### Trabalho a fazer
Reproduza, do texto selecionado, o trecho de "A doutrinação política" a "tradições ao progresso.".

### Texto selecionado

O choque de culturas permeia todo o segundo volume da trilogia, que acaba de ser lançado no Brasil. Filho de pai sírio e mãe francesa, criado numa localidade síria, Sattouf aprende a enfrentar a violência cotidiana, seja na escola, onde alunos são punidos fisicamente pelos professores, ou nas ruas, onde convive com meninos agressivos, que, segundo o autor contou em entrevistas, “eram mais maduros do que as crianças francesas, mimadas e ingênuas”.  


A doutrinação política a que Sattouf era submetido na escola não chegou a surtir efeito. Hoje, ele vive na França, onde observa, temeroso, o crescimento da rejeição aos refugiados árabes, entre eles seus próprios parentes, que tiveram de deixar a Síria.  O título do livro se refere a uma expressão cunhada pelo pai de Sattouf, um professor que acreditava na educação como antídoto contra o obscurantismo, aliando o respeito às tradições ao progresso.


O obscurantismo aparece também, mas no Brasil, em A ditadura militar e a longa noite dos generais – 1970-1985 (Record, R$ 47,90), do jornalista Carlos Chaga, que mescla a objetividade jornalística da observação de fatos às suas recordações pessoais, entre elas a da censura às publicações em que trabalhava na época. Diversos episódios mostram a dificuldade de noticiar o período mais intenso de perseguições aos opositores do regime e a gradual abertura política, que culmina com a eleição indireta de Tancredo Neves. Pouco antes, o governo norte-americano já começara a atuar nos bastidores para sufocar qualquer manifestação socialista no continente. Uma das vitórias em campo foi a bem-sucedida operação militar que capturou e matou o argentino Ernesto Che Guevara na Bolívia, em 1967. Os jornalistas americanos Kevin Maurer e Mitch Weiss entrevistaram vários integrantes do pelotão que encontrou Guevara, em Caçando Che (Record, R$ 39). Buscando não tomar partido de qualquer causa, eles tratam da formação do grupo, contando sobre o treinamento e as investigações que levaram ao esconderijo de Che. Uma das recomendações aos executores foi que não atirassem na região acima do pescoço, já que seria divulgado que o guerrilhero teria morrido por “ferimentos em combate”.


Enganar o público muitas vezes é fruto de um burilado trabalho de autor, como mostra Sir Arthur Conan Doyle em A volta de Sherlock Holmes (Zahar, R$ 29,90). Os treze contos foram publicados, pela primeira vez, entre 1903 e 1904, quando o escritor atendeu ao clamor dos leitores e retomou as aventuras do detetive, que havia “morrido” ao cair nas cataratas de Reinchenbach, na Suíça, levando para o fundo das águas seu arqui-inimigo, o professor Moriarty, em 1891. Em Londres, muitas pessoas passaram a usar uma braçadeira negra, em sinal de luto pela morte do personagem, de quem Conan Doyle pretendia se desvincular literariamente. A casa vazia é o primeiro dos contos. Ambientada em 1894,  a narrativa demonstra como funciona a mente de um autor de folhetins, que sempre tem uma solução nova para requentar e recontar uma história. Elementar como forjar a própria morte, explica Sherlock a seu amigo Watson.

### Dados fornecidos

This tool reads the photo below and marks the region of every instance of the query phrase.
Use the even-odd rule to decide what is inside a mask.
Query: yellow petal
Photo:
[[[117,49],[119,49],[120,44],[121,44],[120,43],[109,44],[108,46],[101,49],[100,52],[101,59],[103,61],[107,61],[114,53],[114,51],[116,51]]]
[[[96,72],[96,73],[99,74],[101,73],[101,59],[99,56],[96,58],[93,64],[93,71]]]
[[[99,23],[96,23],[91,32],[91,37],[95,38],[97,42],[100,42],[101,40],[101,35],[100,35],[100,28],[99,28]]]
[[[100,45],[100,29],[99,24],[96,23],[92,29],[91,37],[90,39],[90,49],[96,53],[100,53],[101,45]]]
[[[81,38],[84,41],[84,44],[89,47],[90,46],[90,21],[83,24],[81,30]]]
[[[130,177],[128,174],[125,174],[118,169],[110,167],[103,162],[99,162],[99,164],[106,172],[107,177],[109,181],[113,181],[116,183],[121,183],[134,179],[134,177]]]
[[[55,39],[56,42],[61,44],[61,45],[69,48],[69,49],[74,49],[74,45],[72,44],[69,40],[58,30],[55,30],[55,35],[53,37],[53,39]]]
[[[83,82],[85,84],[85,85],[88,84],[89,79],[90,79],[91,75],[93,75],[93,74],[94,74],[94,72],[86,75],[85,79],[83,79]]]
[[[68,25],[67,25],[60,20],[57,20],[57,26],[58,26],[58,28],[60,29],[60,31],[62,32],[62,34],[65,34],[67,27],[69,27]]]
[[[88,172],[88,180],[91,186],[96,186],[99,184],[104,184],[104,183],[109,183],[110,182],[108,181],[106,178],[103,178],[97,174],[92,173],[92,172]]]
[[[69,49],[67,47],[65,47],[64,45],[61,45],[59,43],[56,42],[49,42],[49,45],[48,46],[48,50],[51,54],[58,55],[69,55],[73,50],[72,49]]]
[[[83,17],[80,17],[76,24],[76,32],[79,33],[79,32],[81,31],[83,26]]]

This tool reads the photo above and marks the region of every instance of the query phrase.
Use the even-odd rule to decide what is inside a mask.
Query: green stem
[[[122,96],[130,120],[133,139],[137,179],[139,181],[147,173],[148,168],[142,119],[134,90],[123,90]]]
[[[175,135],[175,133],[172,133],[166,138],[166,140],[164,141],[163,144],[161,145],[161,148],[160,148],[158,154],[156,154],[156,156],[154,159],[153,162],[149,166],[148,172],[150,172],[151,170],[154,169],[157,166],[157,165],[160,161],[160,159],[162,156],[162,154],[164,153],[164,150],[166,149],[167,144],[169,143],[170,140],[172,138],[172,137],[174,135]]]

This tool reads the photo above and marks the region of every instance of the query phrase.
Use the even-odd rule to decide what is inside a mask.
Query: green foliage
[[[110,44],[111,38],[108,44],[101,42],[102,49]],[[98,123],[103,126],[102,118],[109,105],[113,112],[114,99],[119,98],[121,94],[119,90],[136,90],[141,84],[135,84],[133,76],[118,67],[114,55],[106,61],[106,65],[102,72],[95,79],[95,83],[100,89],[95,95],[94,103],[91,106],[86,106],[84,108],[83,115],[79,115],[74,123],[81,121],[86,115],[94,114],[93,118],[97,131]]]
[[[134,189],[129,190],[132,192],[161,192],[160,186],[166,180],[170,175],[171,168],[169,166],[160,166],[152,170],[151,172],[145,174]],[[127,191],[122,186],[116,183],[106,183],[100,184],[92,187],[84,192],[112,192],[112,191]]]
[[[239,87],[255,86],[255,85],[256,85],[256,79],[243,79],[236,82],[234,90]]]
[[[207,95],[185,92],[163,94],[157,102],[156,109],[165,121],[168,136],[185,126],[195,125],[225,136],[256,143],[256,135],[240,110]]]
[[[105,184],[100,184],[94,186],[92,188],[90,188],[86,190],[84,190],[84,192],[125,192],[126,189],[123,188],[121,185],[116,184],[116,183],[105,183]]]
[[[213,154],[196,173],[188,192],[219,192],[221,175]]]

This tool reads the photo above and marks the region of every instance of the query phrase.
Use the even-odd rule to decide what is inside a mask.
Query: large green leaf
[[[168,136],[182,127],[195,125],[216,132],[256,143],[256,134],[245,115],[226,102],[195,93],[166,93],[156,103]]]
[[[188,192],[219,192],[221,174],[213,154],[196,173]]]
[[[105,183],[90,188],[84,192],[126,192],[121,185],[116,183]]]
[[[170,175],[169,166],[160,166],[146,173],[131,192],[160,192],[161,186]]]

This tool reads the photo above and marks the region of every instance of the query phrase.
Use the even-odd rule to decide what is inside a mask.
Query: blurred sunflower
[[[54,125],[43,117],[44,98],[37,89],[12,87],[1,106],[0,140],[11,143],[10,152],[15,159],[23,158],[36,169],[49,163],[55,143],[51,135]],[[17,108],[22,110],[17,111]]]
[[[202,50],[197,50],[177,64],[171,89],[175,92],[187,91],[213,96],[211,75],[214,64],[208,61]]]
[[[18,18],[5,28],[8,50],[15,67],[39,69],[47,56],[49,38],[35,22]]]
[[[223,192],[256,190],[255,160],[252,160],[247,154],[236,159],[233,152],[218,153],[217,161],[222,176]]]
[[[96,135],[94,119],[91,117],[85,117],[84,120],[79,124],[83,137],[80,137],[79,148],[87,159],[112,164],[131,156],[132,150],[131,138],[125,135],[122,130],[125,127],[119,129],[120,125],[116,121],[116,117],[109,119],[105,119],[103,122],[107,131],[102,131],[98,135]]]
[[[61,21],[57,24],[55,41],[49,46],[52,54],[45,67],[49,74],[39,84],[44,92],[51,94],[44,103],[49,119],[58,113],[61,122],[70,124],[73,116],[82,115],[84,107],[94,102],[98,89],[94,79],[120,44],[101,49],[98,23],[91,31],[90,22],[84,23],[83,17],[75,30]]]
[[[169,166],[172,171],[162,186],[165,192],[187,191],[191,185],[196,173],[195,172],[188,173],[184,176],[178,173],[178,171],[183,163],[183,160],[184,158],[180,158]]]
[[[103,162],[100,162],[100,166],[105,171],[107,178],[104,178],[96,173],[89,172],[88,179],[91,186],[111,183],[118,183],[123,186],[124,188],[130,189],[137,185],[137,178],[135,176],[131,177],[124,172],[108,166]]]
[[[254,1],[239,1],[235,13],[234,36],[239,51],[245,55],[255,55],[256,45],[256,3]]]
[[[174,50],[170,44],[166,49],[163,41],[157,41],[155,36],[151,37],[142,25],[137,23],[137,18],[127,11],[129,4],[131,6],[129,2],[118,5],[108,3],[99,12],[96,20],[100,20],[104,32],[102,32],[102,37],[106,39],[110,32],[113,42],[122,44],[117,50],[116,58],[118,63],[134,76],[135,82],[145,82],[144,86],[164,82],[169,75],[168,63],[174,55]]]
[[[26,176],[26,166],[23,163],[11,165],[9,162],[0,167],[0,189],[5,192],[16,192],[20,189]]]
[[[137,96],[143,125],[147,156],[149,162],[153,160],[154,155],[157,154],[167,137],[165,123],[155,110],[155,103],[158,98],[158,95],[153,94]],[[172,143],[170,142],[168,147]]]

### Tarefa concluída
A doutrinação política a que Sattouf era submetido na escola não chegou a surtir efeito. Hoje, ele vive na França, onde observa, temeroso, o crescimento da rejeição aos refugiados árabes, entre eles seus próprios parentes, que tiveram de deixar a Síria.  O título do livro se refere a uma expressão cunhada pelo pai de Sattouf, um professor que acreditava na educação como antídoto contra o obscurantismo, aliando o respeito às tradições ao progresso.